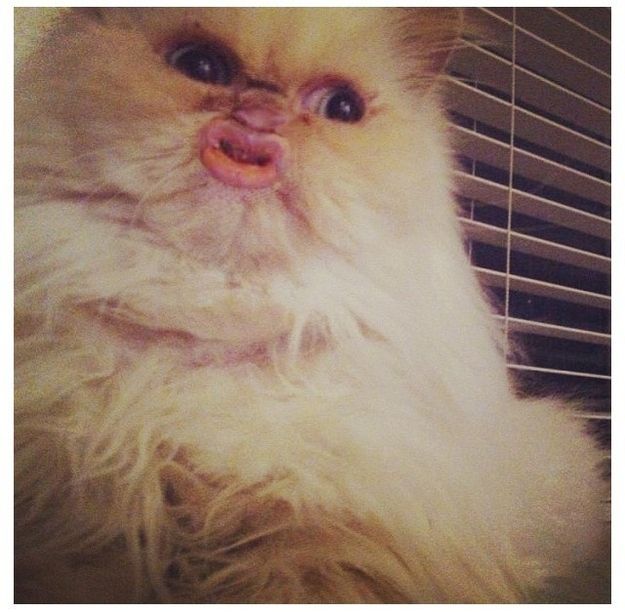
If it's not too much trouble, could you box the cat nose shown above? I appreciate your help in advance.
[232,104,288,132]
[199,113,289,189]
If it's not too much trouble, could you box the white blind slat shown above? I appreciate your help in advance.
[474,267,612,310]
[448,7,611,412]
[454,170,612,240]
[460,219,610,274]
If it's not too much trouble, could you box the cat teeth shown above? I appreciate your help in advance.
[214,139,271,166]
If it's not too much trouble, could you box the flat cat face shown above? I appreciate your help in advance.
[16,9,464,364]
[17,9,458,272]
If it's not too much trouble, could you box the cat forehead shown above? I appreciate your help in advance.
[109,8,390,73]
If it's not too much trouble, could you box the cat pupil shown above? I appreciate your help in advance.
[169,45,232,85]
[325,89,364,123]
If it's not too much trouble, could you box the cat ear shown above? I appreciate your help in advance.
[400,7,466,78]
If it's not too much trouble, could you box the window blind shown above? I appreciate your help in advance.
[447,8,611,456]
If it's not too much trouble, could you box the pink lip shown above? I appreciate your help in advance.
[199,119,287,189]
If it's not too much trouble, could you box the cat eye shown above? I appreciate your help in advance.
[304,83,365,123]
[167,43,235,85]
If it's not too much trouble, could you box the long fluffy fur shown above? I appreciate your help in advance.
[15,9,606,603]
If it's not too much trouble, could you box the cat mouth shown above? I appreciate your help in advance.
[199,118,288,189]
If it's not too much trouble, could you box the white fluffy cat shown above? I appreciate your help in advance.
[15,9,607,603]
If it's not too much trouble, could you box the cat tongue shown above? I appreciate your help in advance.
[199,119,287,189]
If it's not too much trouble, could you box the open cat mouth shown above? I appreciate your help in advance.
[219,139,271,167]
[199,119,288,189]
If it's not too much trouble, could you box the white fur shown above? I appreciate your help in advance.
[16,7,605,602]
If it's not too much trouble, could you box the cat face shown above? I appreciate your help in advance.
[17,9,458,272]
[16,9,464,364]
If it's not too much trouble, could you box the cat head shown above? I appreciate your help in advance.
[17,8,459,269]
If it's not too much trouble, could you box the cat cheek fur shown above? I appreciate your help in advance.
[15,9,606,603]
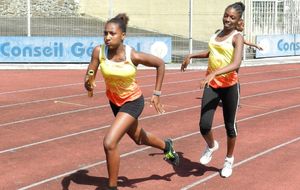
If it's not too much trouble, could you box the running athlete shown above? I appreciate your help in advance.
[181,2,245,177]
[85,13,179,190]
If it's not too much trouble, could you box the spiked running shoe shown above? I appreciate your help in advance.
[221,156,234,177]
[164,139,179,166]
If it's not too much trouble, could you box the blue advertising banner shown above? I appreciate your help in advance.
[256,34,296,58]
[0,37,172,63]
[295,34,300,55]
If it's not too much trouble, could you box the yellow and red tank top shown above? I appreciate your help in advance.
[206,30,238,88]
[99,45,142,106]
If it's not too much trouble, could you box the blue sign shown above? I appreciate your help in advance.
[295,34,300,55]
[0,37,172,63]
[256,34,300,58]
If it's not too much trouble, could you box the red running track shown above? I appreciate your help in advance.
[0,64,300,190]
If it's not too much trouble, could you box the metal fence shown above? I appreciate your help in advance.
[0,0,300,63]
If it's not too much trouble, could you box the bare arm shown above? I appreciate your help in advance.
[131,50,165,113]
[181,50,209,71]
[84,46,100,91]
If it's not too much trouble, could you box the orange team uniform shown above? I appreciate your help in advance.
[206,30,238,88]
[99,45,142,106]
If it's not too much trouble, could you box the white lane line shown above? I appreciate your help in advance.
[54,100,87,107]
[0,71,196,95]
[0,105,199,154]
[181,137,300,190]
[0,87,300,127]
[19,104,300,190]
[0,76,300,108]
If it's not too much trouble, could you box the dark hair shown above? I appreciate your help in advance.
[106,13,129,33]
[226,1,245,18]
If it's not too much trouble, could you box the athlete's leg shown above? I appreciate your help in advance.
[199,87,220,148]
[103,112,136,187]
[221,84,239,157]
[127,120,166,150]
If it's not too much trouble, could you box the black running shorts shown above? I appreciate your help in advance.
[109,95,144,119]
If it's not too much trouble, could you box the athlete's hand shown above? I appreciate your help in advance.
[150,95,165,114]
[84,75,96,91]
[200,72,216,89]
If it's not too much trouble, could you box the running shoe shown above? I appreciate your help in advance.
[221,156,234,177]
[164,139,179,166]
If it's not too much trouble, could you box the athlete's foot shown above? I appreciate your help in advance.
[164,139,179,166]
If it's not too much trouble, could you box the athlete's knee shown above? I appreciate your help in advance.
[103,137,117,151]
[199,120,211,136]
[226,124,237,138]
[133,136,143,145]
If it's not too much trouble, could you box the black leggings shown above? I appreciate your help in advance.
[199,84,240,138]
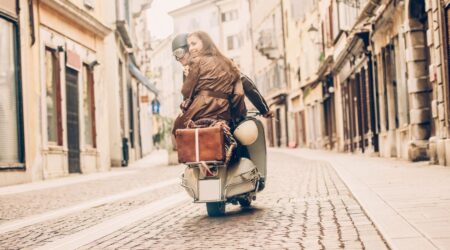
++++++++++++++++++++
Could you copy the stretch of items from the line containing "the cat head" through the line containing "[0,76,300,108]" word for word, both lines included? Leave the picture out of your copy.

→ Solution
If it's not too much trouble, could you box the cat head shown above? I appreciate your help in advance.
[17,8,459,269]
If it's not too much trouble, could you box the cat cheek fur shown above? I appreciate your help in advance.
[15,9,606,603]
If it's not too much trouble, could you box the running athlete shown above? I appreciate your help in advance.
[181,2,245,177]
[85,13,179,190]
If it's not too much trouble, could you box the spiked running shoe shown above? I appreciate your help in advance.
[221,156,234,177]
[164,139,179,166]
If it's not too much trouble, could you box the blue advertising banner shown above? I appreciate your help in advance.
[256,34,296,58]
[0,37,172,63]
[295,34,300,55]
If it's not too much trouble, could you box the yellow and red tank top shown above? I appreciate your help in advance.
[206,30,238,88]
[99,45,142,106]
If it's not too much trouble, could you box the blue sign shown above? I appreciate your help in advance.
[295,34,300,55]
[0,37,172,63]
[256,34,300,58]
If it's not too much trouble, could you box the red running track shown above? I appreciate your help in advance.
[0,64,300,190]
If it's not too much trouble, could you box the metal fence shown above? I appreciate your help in advance.
[0,0,300,63]
If it's not too much trouble, could you box the bare arm shown above? I appreciate your help in advance.
[131,50,165,113]
[181,50,209,71]
[84,46,100,91]
If it's not too much trouble, could you box the orange team uniform shown above? I appreciate your help in advance.
[206,30,238,88]
[99,45,142,106]
If it's not too much trouble, could you box the white lane line shown above? I appreciate your help in advance.
[54,100,87,107]
[0,71,196,95]
[0,105,199,154]
[181,137,300,190]
[0,87,300,127]
[19,104,300,190]
[0,76,300,108]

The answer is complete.